That happened to me today, with a 3month old. I jinxed myself. :ROFL:


----------



## J.O.Y. Farm (Jan 10, 2012)

*Re: Leaving the 19th for my 4-H fair!*

Haha!!!! Nothing that we said above better not happen to me! LOL!


----------



## VincekFarm (Jun 27, 2011)

*Re: Leaving the 19th for my 4-H fair!*

I'm putting the curse on you. :laugh: LOL


----------



## J.O.Y. Farm (Jan 10, 2012)

*Re: Leaving the 19th for my 4-H fair!*

LOL! Thanks so much! LOL!

I am leaving tomorrow at noon


----------



## HoosierShadow (Apr 20, 2010)

*Re: Leaving the 19th for my 4-H fair!*

Hey if it helps any... I'd rather deal with a fussy goat than a fussy kid! OMG...when my 5yo gets done showing she's soooo full of energy! She shows novice and then novice meat goat...well, they do showmanship, then they do ALL the market classes and there are always A LOT. Then if there is dairy they do dairy, then finally breeding boer classes.
Yeah so she has to wait through all that for her bro/sis to show their breeding does. Yesterday she was running around with her sidekick turning on the water and leaving it on, then they were trying to play hide and seek under the gooseneck trailers! Yeah I had my hands full! Finally they gave in and decided to play in the dirt with her buddies tractors lol


----------



## J.O.Y. Farm (Jan 10, 2012)

*Re: Leaving the 19th for my 4-H fair!*

Well I'm getting ready to heading out! Wish me luck!


----------



## VincekFarm (Jun 27, 2011)

*Re: Leaving the 19th for my 4-H fair!*

Good luck and have fun! :hug:


----------



## J.O.Y. Farm (Jan 10, 2012)

*Re: Leaving the 19th for my 4-H fair!*

Thanks! :hug:


----------



## VincekFarm (Jun 27, 2011)

*Re: Leaving the 19th for my 4-H fair!*

Remember, this is the most important thing! Keep you eyes on the judge at all times! Stare at him like you are stalking him/her!! :ROFL: 
Who is yourshowmanship doe?


----------



## J.O.Y. Farm (Jan 10, 2012)

*Re: Leaving the 19th for my 4-H fair!*

LOL!

I am using Mazie... she was like a little angle.... never jumped up always stayed setup didn't have to fuss over her..... Now.... she is CRAZY! LOL! That just started the other day! LOL! :roll:


----------



## HoosierShadow (Apr 20, 2010)
○ ○ ○
[WORK REQUEST]:
Answer these about the 4-H fair thread:
1. At what time does J.O.Y. Farm say they are leaving tomorrow?
2. Which doe is J.O.Y. Farm using for showmanship?
3. According to HoosierShadow, which classes come last, after dairy?

[DATASET EXTRACT]:
○ ○ ○
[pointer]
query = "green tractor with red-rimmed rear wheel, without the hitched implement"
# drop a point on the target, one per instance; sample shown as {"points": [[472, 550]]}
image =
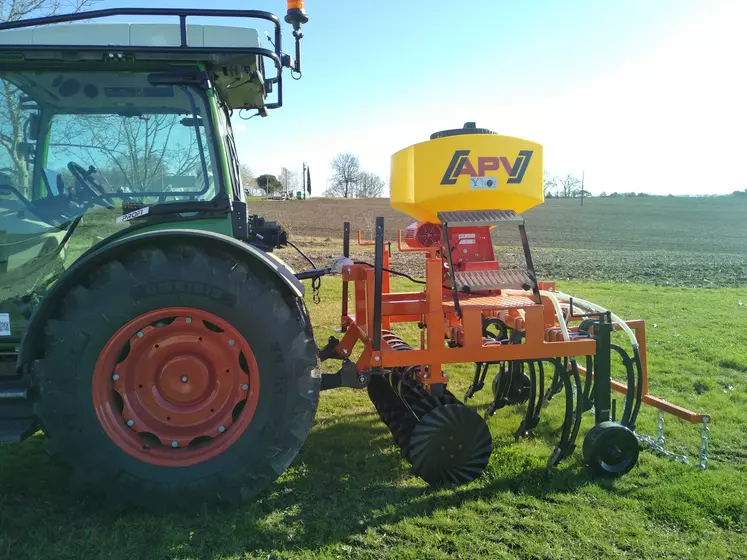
○ ○ ○
[RESPONSE TO THE TASK]:
1. At noon.
2. Mazie.
3. The breeding boer classes.